* begin Stored data *

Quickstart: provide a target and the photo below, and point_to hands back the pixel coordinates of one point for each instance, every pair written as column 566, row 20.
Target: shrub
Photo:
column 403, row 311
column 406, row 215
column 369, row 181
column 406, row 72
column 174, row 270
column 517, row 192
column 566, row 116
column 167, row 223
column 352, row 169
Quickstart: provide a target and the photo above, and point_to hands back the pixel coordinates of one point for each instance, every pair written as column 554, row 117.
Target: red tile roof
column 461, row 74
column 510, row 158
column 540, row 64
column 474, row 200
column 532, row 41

* end Stored data *
* begin Stored data *

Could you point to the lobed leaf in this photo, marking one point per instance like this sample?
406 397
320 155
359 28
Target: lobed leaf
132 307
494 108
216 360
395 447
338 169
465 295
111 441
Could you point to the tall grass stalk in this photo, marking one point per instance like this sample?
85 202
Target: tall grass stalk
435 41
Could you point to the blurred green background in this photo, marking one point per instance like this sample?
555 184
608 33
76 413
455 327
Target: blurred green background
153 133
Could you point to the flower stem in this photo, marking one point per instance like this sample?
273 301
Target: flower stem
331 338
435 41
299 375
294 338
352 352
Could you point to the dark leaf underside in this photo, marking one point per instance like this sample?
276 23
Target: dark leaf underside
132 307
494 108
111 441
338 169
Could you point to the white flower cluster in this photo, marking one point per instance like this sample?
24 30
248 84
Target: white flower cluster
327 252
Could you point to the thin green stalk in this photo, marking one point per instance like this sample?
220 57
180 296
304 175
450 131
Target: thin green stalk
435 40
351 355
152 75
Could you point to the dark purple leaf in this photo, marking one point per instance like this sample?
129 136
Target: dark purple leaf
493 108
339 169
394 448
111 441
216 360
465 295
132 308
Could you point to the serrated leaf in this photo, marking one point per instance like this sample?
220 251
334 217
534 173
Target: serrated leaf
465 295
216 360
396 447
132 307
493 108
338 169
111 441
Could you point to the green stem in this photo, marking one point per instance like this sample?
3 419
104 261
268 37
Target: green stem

* end Stored data *

→ **Exercise task**:
Can you return the material word for word, from the line containing "Quickstart: provide a target and the photo below, and" through the line containing "column 532, row 41", with both of those lines included?

→ **Response to the exercise**:
Quickstart: provide a target and the photo below, and point_to hands back the pixel coordinates of one point for each instance, every pair written as column 566, row 20.
Target: shrub
Photo:
column 403, row 311
column 406, row 215
column 369, row 181
column 406, row 72
column 174, row 270
column 517, row 192
column 566, row 116
column 167, row 223
column 352, row 169
Quickstart: provide a target and the photo above, and point_to hands back the pixel coordinates of one point for each instance, every pair written as column 554, row 117.
Target: red tile roof
column 461, row 74
column 510, row 158
column 540, row 64
column 474, row 200
column 532, row 41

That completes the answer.